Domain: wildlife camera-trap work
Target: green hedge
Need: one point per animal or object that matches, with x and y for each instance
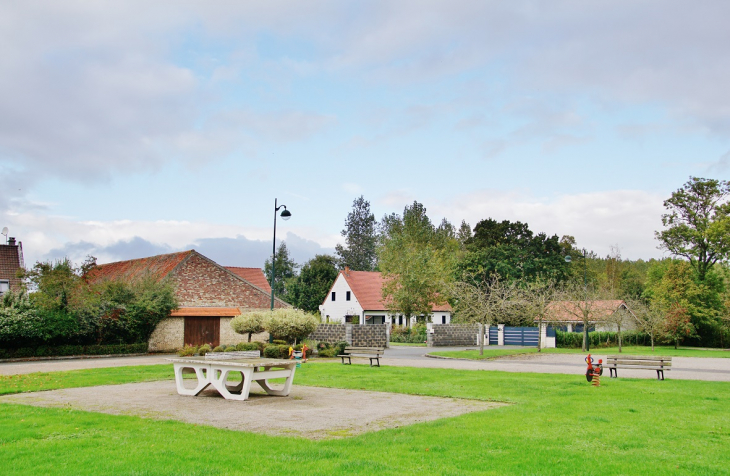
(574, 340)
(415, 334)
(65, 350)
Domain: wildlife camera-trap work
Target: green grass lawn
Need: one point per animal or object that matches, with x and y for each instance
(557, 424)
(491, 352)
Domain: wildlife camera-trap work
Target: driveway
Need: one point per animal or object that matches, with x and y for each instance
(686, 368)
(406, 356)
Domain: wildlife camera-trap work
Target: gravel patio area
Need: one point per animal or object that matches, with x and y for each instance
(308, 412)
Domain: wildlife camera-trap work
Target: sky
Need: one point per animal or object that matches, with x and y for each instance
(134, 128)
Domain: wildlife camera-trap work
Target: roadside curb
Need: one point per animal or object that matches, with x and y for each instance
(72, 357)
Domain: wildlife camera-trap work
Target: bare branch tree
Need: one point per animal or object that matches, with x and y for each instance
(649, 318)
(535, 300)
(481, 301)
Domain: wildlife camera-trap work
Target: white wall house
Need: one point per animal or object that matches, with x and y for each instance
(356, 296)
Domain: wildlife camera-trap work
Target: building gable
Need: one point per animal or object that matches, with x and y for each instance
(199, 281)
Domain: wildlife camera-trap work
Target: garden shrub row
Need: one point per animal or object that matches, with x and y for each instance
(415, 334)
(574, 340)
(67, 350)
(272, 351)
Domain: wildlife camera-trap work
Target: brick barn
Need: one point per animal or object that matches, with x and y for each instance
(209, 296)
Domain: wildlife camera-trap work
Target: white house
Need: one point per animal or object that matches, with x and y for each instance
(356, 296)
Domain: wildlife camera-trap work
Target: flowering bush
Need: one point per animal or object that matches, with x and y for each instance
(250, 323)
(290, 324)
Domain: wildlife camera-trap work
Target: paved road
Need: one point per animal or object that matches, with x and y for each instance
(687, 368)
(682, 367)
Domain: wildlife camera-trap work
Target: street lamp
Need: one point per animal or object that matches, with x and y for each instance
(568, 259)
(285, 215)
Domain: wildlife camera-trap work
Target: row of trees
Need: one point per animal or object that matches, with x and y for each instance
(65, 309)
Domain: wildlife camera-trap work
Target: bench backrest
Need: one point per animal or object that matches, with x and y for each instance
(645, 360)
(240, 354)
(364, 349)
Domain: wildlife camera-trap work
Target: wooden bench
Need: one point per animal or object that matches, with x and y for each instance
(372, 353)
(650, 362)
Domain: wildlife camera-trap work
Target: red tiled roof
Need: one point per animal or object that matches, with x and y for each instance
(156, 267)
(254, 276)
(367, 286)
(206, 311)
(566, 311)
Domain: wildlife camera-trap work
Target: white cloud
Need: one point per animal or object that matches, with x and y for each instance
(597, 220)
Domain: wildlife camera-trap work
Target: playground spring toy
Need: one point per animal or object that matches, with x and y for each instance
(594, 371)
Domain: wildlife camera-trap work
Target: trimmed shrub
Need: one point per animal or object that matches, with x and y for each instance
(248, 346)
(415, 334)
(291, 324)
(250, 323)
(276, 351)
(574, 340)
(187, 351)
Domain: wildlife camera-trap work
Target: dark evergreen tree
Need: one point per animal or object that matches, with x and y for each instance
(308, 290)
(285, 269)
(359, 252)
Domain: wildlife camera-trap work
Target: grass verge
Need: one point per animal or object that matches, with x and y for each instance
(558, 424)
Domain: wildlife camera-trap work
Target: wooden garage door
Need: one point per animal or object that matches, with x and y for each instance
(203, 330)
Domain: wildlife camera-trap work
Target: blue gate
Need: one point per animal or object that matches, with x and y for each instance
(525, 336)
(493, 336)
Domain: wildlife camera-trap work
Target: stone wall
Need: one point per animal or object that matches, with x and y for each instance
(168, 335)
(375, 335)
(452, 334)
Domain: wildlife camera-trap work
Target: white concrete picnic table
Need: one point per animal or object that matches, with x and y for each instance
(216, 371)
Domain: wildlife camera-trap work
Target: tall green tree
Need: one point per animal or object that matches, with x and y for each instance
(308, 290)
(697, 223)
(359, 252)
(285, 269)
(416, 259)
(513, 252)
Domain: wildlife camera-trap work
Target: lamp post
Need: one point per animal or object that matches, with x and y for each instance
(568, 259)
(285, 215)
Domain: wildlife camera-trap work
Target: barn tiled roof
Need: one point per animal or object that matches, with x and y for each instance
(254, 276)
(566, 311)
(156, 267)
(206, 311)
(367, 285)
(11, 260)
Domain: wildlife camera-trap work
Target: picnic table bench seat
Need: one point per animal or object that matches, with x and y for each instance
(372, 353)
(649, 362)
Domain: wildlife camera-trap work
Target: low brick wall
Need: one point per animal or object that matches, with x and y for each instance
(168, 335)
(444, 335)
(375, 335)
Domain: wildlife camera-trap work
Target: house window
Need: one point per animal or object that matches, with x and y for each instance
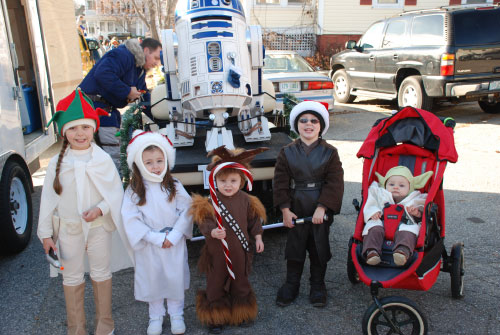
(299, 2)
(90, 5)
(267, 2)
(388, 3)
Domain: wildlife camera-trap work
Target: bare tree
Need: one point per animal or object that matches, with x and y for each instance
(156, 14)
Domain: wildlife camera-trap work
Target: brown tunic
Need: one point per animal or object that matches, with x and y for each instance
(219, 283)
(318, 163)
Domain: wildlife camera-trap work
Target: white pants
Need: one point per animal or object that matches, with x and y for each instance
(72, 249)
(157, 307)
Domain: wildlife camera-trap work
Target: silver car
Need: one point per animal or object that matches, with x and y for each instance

================

> EXERCISE GOAL
Repeat the entries above exactly and skip the images.

> RESULT FOR THIS TASK
Domain: wildlife camera-trap work
Target: green hedge
Need: one point per animal or object that matches, with x and y for each instance
(574, 340)
(415, 334)
(65, 350)
Domain: wildlife camera-trap work
Target: green grass lawn
Need: one point per animal or object that matches, with x and y for each instance
(557, 424)
(491, 352)
Domain: wildlife camera-trap work
Target: driveway
Need: one point per animal or object that matches, with x and y for each instance
(686, 368)
(406, 356)
Domain: wildlife camera-trap work
Target: gravel patio area
Need: one point per animal or object that matches, with x and y for each instance
(308, 412)
Domain: wildlife camera-trap work
Target: sky
Need: one point per animal or object that matches, with x and y for each instance
(134, 128)
Domain: wildlife camera-trap work
Target: roadside curb
Need: one point per animal or object that matches, with x and y for each instance
(72, 357)
Domain: wildlife camera-trap work
Target: bare branch tree
Need: one point per animal or object that matches, with x and y for each instance
(649, 318)
(535, 300)
(481, 301)
Domain: wildlife camera-trap work
Target: white wall house
Need: one point per animal or object that matches, with x and y for each instance
(356, 296)
Domain: wildlife camera-trap work
Target: building gable
Need: one point per animal or object that matches, with x and y for each instance
(199, 281)
Domain: wildlife camera-trap work
Target: garden shrub row
Need: one point per animal or object that matches, with x and y for each instance
(415, 334)
(574, 340)
(67, 350)
(272, 351)
Domain: wildlife camera-trap work
Target: brick barn
Need: one point per animal or object that matches, with x and y for each instance
(209, 296)
Domain: wildlife camera-trap work
Target: white house
Need: one point per animal or object that matches, with x and y for each instance
(356, 296)
Domain: wildlife camera-trap work
Target: flowering bush
Need: one point per animal or object that matches, with x and y for each instance
(250, 323)
(290, 324)
Domain: wildlife camera-trap work
Target: paved road
Need: one point per animal or object that matches, with x and y for each instance
(687, 368)
(682, 367)
Domain: wildlife camera-trap work
Target: street lamp
Need: one point per animal or object that matches, with x and y for each instance
(568, 259)
(285, 215)
Domain: wildlife camera-trap work
Target: row of trees
Need: one point per animal or object that matches, with x and y for each instance
(65, 309)
Domain: wildlife camera-trap work
Target: bench backrest
Need: one point per animal or object that matches, with x and y for each instance
(645, 360)
(240, 354)
(364, 349)
Domain: wildlife camera-trap work
Target: wooden bench
Need: one point per animal or object that matches, with x and y for each instance
(372, 353)
(650, 362)
Domain: wildlife camera-trap work
Target: red tiled roof
Need: one point per animal or object that matches, with x and y for each instance
(156, 267)
(254, 276)
(367, 286)
(206, 311)
(566, 311)
Domain: wildlife camera-trap work
Target: white cloud
Need: one point per animal or object that matches, with x and y for each instance
(597, 220)
Domain: wildlife camera-trap work
Target: playground spring toy
Need: one point per animal or object that matches, with x and y for each instance
(594, 371)
Domain: wildlife camera-trap work
Target: trimmed shrub
Need: one point per animal or object that matches, with x and y for each instance
(248, 346)
(415, 334)
(291, 324)
(250, 323)
(276, 351)
(574, 340)
(187, 351)
Domain: wildlife camera-trap work
Target: dark evergreen tree
Need: one point per animal or object that matches, with x and y for each instance
(308, 290)
(285, 269)
(359, 252)
Domain: wildlife camera-trap work
Target: grass verge
Need: one point per animal or object that matches, with x and y for each instance
(558, 424)
Domain: wildlife camera-trap work
Target: wooden garage door
Need: one point per animal or object that matches, with x and y for each instance
(203, 330)
Domain: wildlife camera-trap work
Target: blue gate
Need: one point per animal or object that matches, with x and y for each instance
(525, 336)
(493, 336)
Domain: wildlife camera-trap work
Target: stone wall
Need: one point per animal or object that matches, with x and y for each instance
(168, 335)
(375, 335)
(452, 334)
Domain: wildlife camera-trap work
Target: white concrete picnic table
Need: one point per animal or object that matches, with x and y for each instance
(216, 371)
Domain: wildlife camera-trap work
Target: tall green tree
Need: one point per animal or object that matches, with x and y for each instance
(308, 290)
(697, 223)
(359, 252)
(285, 269)
(416, 259)
(513, 252)
Domain: wildlife camera-trap work
Target: lamp post
Need: one point per animal or object that matches, with x and y for each instance
(568, 259)
(285, 215)
Domain: wildlife camera-trap work
Target: barn tiled roof
Need: one point per animal or object that matches, with x and y for each instance
(254, 276)
(566, 311)
(156, 267)
(206, 311)
(367, 285)
(11, 260)
Domain: wildlife camera-trap work
Target: picnic table bench seat
Need: one point per animal or object that matches, with x and y for each instance
(372, 353)
(649, 362)
Domain: wildlife camera-trap work
Target: low brick wall
Need: one point per animal or object that matches, with x and y for each instance
(168, 335)
(444, 335)
(375, 335)
Domain: wildlife camera-trap work
Target: house window
Need: one point per animal or object that matches, with x and y for each instance
(299, 2)
(90, 5)
(267, 2)
(388, 3)
Domain: wildlife camera-trap work
Target: bare tree
Need: one point per animal or object that matches, with x and y for each instance
(156, 14)
Domain: wildlife camera-trap work
Target: brown tunic
Need: one point per animal or object that matches, with x and y for each instance
(219, 283)
(318, 163)
Domain: wildlife camera-trap work
Target: white pants
Need: one point per animal or object that matches, with x and y for each instance
(72, 249)
(157, 307)
Domain: wildlife camera-trap work
Target: silver car
Need: one point per animal or object that matches, with x and y for each instance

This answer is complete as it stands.